Reproduce, word for word, the stretch of rows below from the one containing "[locate] the rustic" through the final row.

>>>>

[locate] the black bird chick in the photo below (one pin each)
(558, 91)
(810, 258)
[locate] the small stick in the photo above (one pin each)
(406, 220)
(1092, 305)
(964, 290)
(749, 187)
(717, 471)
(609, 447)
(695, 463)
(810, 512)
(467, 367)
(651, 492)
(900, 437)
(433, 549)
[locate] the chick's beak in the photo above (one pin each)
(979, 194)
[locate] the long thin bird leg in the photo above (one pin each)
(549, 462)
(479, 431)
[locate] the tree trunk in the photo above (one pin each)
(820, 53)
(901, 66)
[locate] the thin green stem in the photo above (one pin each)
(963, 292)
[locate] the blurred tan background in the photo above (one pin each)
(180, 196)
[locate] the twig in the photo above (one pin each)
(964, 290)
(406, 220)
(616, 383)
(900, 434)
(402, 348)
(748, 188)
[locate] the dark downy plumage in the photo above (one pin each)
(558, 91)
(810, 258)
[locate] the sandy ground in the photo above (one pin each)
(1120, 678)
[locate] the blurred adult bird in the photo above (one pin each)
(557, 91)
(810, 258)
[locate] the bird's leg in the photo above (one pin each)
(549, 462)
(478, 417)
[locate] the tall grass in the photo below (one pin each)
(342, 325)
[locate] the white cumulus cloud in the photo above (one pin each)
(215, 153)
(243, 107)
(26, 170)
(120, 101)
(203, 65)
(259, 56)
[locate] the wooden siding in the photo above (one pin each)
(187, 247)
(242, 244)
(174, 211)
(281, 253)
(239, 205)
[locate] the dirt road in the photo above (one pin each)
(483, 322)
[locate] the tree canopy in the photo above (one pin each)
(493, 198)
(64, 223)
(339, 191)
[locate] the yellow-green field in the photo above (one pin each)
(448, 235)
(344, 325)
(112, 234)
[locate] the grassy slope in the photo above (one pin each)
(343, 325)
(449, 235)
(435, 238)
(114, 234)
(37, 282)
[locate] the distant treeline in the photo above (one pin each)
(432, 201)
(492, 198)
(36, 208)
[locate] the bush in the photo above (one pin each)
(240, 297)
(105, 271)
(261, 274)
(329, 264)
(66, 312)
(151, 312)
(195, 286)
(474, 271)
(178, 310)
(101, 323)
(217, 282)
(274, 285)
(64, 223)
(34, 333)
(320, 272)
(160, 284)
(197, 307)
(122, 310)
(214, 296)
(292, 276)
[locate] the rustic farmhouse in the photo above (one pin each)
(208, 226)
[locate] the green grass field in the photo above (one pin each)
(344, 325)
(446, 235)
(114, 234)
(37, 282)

<<<<

- _CORRECT ANSWER_:
[locate] the rustic farmhouse in the photo above (one pin each)
(208, 226)
[locate] the green grass field in the photo above (one pin each)
(344, 325)
(446, 235)
(114, 234)
(37, 282)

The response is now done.